Ok so lots happened. I've been breaking up with my boy best friend. I told him we ain't having sex no more, gave in twice (asked him to sleep in my bed) and he rejected me twice. Great life. I do choose to believe that he's just respecting my wishes in rejecting me, and not just bein like nah don't feel like it.
It's been a hell of a rollercoaster. But that's just attempt number 1834749 of trying to not fuck him.
What, do u ask, really prompted this post.
This bitch is out there partying with his bros. All good. He texts me "yo wassup" EXACT QUOTE.
I call him all what u want. He says don't call me unless it's an emergency. BITCH YOU TEXTED ME.
Clearly all his douchebag friends got on his case abt him picking up the phone to answer to his house faggot cause a bit later he texted me "can me and my best bro come sleep at yours" and I'm like sure :) CAUSE IM A FUCKIN IDIOT. And I say something like I'll even take a break from my puzzle to come say hi! (Bc I'm secretly the biggest dork)
And he's like oh my best bro (name redacted) wants more than just a break!
And I'm like that sounds kinda sketchy but I'm sure im just being paranoid. So I say whatever come over if u want. He's like send a message to convince him to come over. And i say sorry sir, if he doesn't wanna come over u shouldnt pressure him! Leave the poor man alone to sleep at his house rather than drag him all over the county to drink!
He says nah he wants to come over he just needs motivation. So I, like the absolute clown that I am, send something along the lines of well we got wine and vodka and a fireplace if you boys wanna light it.
Looking back I wanna brain myself. He really says jump I say how high. And he has the gall to text back "yeah but can we sleep with you?"
Bitch YOU'RE not even supposed to sleep in my bed anymore, what makes u think I suddenly a) wanna suck your dick again b) suck your mangy friends' dick on top of it
I can't believe after 4 years of being treated like an absolute sex toy he's finally thought you know what maybe I should share this with the boys.

Rows from a pointing dataset
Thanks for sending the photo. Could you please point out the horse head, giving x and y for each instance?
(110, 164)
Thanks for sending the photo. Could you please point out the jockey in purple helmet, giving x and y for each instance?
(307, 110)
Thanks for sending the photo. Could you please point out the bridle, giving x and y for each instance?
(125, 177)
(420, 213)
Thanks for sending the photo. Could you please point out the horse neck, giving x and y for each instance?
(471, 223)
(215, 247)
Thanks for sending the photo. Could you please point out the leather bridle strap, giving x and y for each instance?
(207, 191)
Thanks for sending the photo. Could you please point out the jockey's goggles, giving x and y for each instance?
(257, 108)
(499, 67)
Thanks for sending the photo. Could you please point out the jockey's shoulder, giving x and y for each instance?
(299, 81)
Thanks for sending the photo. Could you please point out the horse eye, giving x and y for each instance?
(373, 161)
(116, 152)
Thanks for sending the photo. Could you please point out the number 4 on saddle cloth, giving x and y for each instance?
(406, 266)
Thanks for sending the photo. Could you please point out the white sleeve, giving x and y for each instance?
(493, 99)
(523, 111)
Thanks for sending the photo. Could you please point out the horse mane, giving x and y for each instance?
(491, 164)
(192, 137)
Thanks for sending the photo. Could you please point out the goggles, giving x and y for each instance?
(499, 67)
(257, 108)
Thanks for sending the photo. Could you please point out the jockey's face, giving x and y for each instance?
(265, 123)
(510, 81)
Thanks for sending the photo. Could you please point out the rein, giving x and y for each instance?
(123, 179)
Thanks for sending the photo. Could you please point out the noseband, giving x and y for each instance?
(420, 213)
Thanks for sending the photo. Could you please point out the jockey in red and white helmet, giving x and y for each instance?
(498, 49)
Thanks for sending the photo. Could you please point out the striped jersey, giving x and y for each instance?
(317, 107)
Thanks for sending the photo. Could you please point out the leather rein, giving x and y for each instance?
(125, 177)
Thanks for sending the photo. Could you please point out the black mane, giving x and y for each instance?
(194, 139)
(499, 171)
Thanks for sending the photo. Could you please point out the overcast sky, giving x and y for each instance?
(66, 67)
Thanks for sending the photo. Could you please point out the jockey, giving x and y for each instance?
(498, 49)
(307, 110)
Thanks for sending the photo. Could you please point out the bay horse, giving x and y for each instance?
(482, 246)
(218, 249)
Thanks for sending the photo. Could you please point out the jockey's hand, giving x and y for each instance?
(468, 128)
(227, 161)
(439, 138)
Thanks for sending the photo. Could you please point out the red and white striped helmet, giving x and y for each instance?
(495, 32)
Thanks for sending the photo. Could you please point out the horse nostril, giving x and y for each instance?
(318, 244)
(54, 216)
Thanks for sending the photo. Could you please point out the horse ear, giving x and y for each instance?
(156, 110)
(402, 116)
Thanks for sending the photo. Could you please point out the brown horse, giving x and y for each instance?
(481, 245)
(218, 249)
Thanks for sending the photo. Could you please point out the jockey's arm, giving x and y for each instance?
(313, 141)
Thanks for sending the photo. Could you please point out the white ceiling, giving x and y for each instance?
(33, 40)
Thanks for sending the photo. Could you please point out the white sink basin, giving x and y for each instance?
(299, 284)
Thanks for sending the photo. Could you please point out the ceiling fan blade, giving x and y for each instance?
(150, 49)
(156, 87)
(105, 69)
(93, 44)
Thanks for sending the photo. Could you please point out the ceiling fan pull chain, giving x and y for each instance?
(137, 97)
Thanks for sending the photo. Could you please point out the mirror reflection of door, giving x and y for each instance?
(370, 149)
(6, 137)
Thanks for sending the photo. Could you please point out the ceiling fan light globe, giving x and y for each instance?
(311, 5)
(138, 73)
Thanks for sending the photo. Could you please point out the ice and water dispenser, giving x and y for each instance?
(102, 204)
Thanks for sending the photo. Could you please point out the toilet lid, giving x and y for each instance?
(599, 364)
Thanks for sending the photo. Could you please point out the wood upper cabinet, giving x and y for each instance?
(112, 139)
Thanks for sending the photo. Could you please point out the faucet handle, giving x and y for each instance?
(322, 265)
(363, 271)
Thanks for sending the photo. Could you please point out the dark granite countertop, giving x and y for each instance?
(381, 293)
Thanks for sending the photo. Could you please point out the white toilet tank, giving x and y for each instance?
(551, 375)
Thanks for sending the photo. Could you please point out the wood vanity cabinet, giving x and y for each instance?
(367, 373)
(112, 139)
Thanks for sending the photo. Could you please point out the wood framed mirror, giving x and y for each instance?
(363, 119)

WHAT IS BEING ASKED => In the post, what does the writer offer as motivation for the best bro to come over?

OUTPUT FOR THIS TASK => Wine, vodka, and a fireplace the boys could light.